>>>

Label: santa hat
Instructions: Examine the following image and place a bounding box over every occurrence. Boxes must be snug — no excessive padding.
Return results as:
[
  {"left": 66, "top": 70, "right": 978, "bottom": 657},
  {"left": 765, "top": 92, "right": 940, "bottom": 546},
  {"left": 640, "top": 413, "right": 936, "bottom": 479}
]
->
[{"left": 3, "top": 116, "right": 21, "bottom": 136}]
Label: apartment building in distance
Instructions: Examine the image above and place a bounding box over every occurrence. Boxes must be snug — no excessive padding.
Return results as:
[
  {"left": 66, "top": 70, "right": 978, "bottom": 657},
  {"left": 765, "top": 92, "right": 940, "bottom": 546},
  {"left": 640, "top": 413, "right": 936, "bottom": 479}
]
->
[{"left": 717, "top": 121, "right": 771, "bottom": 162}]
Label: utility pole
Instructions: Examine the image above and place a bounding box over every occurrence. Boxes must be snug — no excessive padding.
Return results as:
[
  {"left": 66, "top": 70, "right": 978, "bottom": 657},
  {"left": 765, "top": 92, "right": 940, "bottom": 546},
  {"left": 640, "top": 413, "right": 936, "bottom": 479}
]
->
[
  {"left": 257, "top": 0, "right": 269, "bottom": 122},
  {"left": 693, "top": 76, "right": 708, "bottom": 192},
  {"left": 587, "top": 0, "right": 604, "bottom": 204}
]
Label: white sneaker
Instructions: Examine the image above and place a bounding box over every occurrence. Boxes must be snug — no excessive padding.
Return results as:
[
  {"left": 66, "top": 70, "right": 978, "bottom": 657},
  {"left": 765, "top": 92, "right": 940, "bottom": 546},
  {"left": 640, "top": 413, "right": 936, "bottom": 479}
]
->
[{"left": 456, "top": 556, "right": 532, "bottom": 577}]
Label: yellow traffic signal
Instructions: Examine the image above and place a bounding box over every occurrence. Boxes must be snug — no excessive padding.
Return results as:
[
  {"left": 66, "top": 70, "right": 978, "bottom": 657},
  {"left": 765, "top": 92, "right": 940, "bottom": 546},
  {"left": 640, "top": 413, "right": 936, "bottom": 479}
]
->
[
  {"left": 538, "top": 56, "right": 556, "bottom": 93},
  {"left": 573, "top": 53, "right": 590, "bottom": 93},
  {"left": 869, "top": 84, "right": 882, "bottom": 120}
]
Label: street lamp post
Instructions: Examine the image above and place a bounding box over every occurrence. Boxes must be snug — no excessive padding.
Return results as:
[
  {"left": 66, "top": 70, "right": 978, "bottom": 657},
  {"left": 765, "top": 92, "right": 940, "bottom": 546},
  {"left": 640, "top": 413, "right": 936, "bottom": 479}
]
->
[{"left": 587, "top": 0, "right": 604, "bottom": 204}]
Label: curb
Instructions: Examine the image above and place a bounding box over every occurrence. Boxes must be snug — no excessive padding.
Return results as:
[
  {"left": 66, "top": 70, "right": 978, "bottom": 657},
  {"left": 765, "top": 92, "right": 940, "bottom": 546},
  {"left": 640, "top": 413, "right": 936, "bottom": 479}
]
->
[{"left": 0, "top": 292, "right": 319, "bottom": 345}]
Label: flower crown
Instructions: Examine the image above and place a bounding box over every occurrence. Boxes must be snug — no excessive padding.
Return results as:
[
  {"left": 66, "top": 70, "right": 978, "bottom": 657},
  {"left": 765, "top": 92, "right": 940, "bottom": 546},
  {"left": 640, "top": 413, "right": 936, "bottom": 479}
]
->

<<<

> **REQUIREMENTS**
Rewrite all of the rows above, swapping "excessive padding" for "extra margin" wherever it occurs and leaving everything else unchanged.

> **ANSWER TO THIS PROBLEM**
Label: santa hat
Instructions: Examine the following image and place a bounding box over every occurrence. Boxes must be snug — no extra margin.
Return results as:
[
  {"left": 66, "top": 70, "right": 978, "bottom": 657},
  {"left": 765, "top": 92, "right": 940, "bottom": 546},
  {"left": 640, "top": 413, "right": 936, "bottom": 479}
]
->
[{"left": 3, "top": 116, "right": 21, "bottom": 136}]
Label: apartment building in distance
Instructions: Examine the image above and place a bounding box over every occurrence. Boxes must be snug — no extra margin.
Return results as:
[
  {"left": 66, "top": 70, "right": 978, "bottom": 657},
  {"left": 765, "top": 92, "right": 940, "bottom": 546},
  {"left": 640, "top": 413, "right": 936, "bottom": 479}
]
->
[{"left": 717, "top": 121, "right": 771, "bottom": 162}]
Label: utility pole
Instructions: Examine the image above and place a bounding box over every occurrence. Boxes must be snug — no extra margin.
Return results as:
[
  {"left": 66, "top": 70, "right": 978, "bottom": 657},
  {"left": 765, "top": 92, "right": 940, "bottom": 546},
  {"left": 640, "top": 413, "right": 936, "bottom": 479}
]
->
[
  {"left": 257, "top": 0, "right": 269, "bottom": 122},
  {"left": 693, "top": 76, "right": 708, "bottom": 192},
  {"left": 587, "top": 0, "right": 604, "bottom": 204}
]
Label: white sneaker
Instructions: Examine the image above and place a bounding box over every occurrence. Boxes must be snug — no extra margin.
Return results as:
[
  {"left": 66, "top": 70, "right": 978, "bottom": 657},
  {"left": 765, "top": 92, "right": 940, "bottom": 546},
  {"left": 640, "top": 413, "right": 936, "bottom": 479}
]
->
[{"left": 456, "top": 556, "right": 532, "bottom": 577}]
Label: yellow traffic signal
Instructions: Examine the image above and place a bounding box over every occurrence. Boxes must be snug — no extra margin.
Return results as:
[
  {"left": 66, "top": 70, "right": 978, "bottom": 657},
  {"left": 765, "top": 92, "right": 940, "bottom": 546},
  {"left": 640, "top": 413, "right": 936, "bottom": 479}
]
->
[
  {"left": 538, "top": 56, "right": 556, "bottom": 93},
  {"left": 573, "top": 53, "right": 590, "bottom": 93},
  {"left": 869, "top": 84, "right": 882, "bottom": 120}
]
Label: street lamp post
Instructions: Examine the image above and place a bounding box over every occurrence. Boxes must be snug — no extra margin.
Return results as:
[
  {"left": 66, "top": 70, "right": 978, "bottom": 657},
  {"left": 765, "top": 92, "right": 940, "bottom": 546},
  {"left": 640, "top": 413, "right": 936, "bottom": 479}
]
->
[{"left": 587, "top": 0, "right": 604, "bottom": 204}]
Label: curb
Instructions: Examine the image above and place a bounding box over every occurrence. Boxes must be snug — no extra margin.
Return results as:
[
  {"left": 66, "top": 70, "right": 978, "bottom": 657},
  {"left": 765, "top": 92, "right": 940, "bottom": 546},
  {"left": 640, "top": 413, "right": 936, "bottom": 479}
]
->
[{"left": 0, "top": 292, "right": 319, "bottom": 345}]
Label: flower crown
Instructions: Examine the image above and place a bounding box over every occurrence. Boxes must be snug — no extra margin.
Return results as:
[
  {"left": 66, "top": 70, "right": 978, "bottom": 657},
  {"left": 765, "top": 92, "right": 940, "bottom": 546},
  {"left": 640, "top": 413, "right": 936, "bottom": 479}
]
->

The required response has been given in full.